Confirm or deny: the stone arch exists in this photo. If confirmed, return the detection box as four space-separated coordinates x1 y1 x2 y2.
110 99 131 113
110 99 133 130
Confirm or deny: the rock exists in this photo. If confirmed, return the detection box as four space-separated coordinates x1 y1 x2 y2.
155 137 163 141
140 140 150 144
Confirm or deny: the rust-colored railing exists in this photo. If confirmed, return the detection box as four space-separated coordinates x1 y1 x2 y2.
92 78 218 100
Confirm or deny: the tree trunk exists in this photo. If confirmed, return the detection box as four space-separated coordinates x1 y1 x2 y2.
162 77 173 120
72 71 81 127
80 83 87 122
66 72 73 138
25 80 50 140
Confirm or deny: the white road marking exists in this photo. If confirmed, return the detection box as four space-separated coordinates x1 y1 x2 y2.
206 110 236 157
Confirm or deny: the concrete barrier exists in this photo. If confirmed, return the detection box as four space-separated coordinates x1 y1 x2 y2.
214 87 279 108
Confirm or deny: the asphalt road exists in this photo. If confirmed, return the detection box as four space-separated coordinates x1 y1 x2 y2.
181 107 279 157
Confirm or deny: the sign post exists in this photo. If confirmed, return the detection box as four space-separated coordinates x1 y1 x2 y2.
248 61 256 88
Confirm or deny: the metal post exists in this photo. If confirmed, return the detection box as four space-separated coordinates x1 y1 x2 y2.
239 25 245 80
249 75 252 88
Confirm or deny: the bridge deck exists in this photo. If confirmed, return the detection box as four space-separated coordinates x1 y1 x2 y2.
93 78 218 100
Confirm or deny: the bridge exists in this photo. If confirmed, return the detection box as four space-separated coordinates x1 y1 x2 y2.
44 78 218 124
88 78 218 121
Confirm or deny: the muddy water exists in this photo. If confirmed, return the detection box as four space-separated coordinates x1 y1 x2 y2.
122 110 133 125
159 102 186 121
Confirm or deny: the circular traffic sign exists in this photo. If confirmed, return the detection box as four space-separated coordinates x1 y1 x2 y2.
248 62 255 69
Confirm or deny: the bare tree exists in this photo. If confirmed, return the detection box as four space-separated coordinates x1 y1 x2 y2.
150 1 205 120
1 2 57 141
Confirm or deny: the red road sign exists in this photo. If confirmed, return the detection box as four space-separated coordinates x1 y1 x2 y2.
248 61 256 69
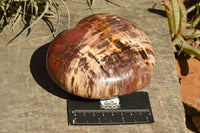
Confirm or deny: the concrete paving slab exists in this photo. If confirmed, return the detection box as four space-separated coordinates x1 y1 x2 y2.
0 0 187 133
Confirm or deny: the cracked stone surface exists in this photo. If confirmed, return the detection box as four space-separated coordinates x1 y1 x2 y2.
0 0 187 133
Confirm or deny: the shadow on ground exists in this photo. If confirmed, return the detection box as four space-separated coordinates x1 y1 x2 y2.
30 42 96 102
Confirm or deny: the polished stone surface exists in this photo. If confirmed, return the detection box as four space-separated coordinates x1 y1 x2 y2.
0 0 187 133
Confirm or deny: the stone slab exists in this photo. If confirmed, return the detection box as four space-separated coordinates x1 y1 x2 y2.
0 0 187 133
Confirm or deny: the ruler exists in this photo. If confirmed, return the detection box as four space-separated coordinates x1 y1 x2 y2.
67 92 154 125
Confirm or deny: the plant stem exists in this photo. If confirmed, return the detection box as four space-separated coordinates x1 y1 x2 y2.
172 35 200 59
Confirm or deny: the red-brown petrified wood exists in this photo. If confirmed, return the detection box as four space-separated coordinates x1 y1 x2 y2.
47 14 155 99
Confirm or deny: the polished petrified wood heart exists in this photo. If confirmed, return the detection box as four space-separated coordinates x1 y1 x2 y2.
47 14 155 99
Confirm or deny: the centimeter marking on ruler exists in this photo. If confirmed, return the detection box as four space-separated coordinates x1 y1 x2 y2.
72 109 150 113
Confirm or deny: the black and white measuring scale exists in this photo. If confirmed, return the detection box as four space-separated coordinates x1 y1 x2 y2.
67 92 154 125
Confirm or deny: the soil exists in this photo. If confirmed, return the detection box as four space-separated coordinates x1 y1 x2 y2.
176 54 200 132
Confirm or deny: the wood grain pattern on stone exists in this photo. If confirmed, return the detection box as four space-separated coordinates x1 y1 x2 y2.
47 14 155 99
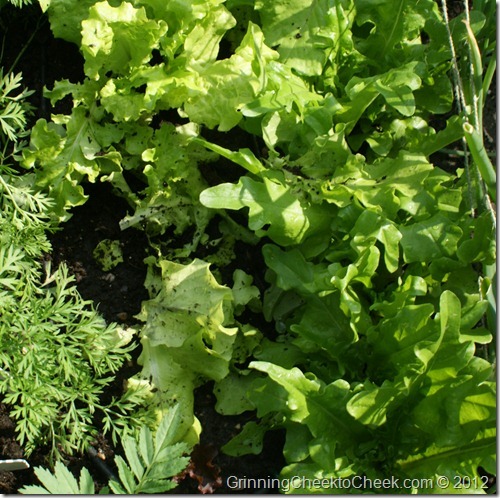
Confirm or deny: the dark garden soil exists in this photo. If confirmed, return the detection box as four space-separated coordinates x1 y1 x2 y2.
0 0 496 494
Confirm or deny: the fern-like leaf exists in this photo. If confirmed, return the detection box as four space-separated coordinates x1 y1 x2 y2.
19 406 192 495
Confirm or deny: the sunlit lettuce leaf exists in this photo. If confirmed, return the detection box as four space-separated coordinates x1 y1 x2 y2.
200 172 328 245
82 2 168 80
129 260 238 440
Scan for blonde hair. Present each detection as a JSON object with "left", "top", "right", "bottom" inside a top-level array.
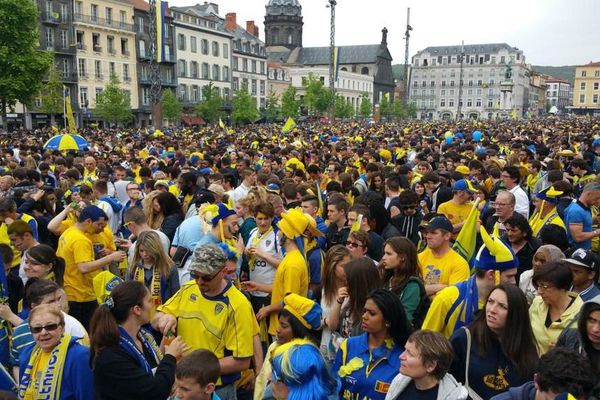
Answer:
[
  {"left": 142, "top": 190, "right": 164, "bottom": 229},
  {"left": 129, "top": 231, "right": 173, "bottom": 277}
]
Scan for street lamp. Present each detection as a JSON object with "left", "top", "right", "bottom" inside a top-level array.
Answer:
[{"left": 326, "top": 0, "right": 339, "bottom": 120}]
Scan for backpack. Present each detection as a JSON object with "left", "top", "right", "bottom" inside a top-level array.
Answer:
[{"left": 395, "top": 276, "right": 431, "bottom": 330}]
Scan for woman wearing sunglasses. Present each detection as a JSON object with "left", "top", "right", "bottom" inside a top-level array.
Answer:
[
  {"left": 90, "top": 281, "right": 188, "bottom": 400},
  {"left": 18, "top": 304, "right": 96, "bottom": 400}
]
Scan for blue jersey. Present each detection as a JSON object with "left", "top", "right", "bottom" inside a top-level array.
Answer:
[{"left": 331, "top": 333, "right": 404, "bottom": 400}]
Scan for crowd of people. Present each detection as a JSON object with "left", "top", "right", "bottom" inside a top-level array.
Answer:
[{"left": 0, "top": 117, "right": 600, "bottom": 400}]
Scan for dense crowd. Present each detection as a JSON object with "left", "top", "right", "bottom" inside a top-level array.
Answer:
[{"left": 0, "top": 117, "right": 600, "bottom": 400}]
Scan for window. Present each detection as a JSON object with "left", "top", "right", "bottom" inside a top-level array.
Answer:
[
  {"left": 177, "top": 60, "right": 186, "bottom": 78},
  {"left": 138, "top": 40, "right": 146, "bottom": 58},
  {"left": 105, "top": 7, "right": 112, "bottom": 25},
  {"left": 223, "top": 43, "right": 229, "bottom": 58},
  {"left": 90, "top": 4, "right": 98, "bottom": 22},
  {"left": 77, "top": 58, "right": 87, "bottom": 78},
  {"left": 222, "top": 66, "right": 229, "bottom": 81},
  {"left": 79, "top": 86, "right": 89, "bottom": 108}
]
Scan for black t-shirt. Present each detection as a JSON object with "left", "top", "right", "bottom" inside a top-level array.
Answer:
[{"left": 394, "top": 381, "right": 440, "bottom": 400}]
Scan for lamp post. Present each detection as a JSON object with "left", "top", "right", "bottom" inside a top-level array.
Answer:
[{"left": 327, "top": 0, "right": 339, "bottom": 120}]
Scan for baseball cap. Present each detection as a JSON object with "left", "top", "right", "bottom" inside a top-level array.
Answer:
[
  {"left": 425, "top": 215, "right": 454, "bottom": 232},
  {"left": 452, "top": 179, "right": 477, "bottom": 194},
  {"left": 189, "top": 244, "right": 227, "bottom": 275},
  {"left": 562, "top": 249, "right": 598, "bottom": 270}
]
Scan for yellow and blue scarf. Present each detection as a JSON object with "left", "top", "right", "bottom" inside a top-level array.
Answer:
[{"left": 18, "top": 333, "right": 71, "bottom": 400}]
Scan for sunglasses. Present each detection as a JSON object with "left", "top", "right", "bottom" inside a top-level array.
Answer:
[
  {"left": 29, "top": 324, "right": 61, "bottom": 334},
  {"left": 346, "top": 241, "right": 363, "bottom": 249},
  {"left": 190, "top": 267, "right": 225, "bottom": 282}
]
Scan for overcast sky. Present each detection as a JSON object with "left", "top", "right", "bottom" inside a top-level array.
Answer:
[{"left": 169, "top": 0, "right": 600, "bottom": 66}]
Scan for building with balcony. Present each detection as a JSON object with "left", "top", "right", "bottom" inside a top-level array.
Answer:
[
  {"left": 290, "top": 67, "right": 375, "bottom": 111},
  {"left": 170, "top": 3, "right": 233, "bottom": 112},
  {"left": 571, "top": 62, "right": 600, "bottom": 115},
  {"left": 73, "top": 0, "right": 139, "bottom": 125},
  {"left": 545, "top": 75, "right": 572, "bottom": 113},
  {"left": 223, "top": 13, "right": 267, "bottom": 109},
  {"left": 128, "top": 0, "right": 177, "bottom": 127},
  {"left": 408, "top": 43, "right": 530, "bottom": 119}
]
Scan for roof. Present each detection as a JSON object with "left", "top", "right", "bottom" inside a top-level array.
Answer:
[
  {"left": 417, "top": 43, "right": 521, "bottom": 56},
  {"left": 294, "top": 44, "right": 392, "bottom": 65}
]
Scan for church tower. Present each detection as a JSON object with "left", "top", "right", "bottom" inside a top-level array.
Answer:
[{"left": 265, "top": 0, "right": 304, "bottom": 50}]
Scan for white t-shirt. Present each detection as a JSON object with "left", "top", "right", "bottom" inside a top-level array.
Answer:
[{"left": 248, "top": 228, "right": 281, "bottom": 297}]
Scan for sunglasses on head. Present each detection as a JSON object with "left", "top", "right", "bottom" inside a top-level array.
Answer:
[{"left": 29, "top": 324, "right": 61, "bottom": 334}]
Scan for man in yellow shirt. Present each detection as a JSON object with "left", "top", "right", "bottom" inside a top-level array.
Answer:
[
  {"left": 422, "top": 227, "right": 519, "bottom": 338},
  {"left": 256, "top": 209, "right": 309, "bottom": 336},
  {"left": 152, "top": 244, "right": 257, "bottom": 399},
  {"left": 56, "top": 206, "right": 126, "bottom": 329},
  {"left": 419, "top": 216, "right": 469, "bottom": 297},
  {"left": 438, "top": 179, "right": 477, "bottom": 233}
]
==========
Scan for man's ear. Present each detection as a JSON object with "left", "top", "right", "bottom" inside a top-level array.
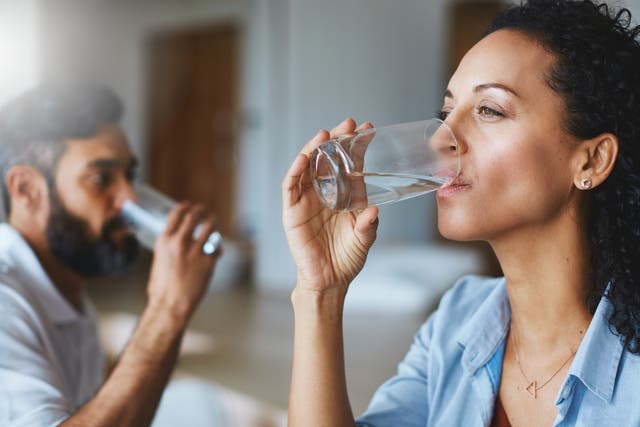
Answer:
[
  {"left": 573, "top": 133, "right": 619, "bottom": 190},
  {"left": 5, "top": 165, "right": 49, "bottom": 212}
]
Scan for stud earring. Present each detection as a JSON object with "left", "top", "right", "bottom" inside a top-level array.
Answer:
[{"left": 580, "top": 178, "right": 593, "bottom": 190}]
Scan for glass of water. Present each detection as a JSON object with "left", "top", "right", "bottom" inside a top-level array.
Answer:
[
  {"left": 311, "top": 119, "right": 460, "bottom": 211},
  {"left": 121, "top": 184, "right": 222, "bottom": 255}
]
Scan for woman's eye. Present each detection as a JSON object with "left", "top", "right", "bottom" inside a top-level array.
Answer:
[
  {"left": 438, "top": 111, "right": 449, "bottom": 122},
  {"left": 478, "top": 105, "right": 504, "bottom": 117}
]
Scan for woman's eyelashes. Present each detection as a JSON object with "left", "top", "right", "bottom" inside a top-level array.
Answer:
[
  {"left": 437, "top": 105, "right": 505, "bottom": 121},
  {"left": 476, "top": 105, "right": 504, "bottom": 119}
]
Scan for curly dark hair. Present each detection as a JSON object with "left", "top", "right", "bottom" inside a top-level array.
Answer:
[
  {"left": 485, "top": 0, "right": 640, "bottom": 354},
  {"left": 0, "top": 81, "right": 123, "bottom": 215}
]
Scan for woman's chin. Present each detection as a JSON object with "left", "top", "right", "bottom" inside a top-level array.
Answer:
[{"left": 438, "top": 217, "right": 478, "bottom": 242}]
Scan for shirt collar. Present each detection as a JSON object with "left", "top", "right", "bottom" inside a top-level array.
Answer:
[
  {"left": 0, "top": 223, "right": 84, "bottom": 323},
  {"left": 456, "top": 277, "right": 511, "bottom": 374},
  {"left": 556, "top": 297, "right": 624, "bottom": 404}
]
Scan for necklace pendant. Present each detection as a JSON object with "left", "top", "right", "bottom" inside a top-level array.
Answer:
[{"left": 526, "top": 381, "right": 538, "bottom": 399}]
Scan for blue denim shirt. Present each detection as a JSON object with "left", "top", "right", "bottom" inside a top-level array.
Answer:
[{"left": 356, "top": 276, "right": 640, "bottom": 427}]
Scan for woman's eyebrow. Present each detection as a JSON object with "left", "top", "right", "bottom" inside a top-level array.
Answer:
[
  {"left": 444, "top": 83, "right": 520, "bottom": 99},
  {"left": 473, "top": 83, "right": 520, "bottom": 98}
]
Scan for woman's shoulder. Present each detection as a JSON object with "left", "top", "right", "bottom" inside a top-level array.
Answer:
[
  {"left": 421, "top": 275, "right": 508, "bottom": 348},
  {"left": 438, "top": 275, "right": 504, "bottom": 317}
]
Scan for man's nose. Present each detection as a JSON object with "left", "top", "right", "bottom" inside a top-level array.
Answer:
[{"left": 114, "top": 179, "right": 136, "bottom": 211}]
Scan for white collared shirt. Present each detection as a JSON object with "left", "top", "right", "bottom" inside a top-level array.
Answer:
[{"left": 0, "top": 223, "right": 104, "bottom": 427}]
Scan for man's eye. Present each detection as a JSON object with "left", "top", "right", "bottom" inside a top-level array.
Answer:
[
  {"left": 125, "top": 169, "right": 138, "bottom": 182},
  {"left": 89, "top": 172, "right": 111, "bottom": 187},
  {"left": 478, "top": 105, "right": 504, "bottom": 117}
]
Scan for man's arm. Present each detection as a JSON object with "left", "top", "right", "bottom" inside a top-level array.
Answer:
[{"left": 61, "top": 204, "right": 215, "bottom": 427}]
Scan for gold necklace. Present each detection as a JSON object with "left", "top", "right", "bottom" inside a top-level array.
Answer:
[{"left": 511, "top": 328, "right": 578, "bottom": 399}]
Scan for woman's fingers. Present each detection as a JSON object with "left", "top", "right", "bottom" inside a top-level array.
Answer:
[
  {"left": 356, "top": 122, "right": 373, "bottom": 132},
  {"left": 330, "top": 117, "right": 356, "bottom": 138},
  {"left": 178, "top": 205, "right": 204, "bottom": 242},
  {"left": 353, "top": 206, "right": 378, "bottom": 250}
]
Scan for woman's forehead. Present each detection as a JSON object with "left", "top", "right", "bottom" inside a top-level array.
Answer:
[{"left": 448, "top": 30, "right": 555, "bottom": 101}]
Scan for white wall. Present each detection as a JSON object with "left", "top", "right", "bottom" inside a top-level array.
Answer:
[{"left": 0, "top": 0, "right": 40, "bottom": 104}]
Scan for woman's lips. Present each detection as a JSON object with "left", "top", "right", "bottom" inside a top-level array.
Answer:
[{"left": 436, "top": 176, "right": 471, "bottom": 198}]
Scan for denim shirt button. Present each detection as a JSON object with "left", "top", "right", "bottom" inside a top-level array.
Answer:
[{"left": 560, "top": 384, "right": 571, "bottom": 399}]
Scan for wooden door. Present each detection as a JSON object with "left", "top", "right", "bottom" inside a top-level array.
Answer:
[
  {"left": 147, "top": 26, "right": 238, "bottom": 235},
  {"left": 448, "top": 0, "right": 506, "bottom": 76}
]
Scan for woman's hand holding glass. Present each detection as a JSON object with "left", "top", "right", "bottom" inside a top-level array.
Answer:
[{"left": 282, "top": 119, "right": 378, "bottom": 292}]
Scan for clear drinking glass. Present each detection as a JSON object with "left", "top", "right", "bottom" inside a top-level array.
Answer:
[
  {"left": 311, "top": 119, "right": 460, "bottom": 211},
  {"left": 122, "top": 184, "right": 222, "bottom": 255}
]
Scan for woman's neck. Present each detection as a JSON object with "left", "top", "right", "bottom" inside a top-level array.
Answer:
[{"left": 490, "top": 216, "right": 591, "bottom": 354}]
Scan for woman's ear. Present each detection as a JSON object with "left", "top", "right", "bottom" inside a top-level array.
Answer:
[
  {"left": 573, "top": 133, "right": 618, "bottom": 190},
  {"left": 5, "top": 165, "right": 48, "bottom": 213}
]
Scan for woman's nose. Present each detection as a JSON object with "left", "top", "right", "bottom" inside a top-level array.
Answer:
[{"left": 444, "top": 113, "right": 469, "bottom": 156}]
==========
▶ _What to produce_:
Find every line in the items above that contains the word "black", and copy each one.

▶ _Response to the task_:
Confirm or deny: the black and white measuring scale exists in this photo. If confirmed, return the detection box as four space-separated coordinates x1 y1 x2 y2.
Scan for black t-shirt. Present each detection as a JSON object with "left", "top", "right", "bottom" inside a top-level array.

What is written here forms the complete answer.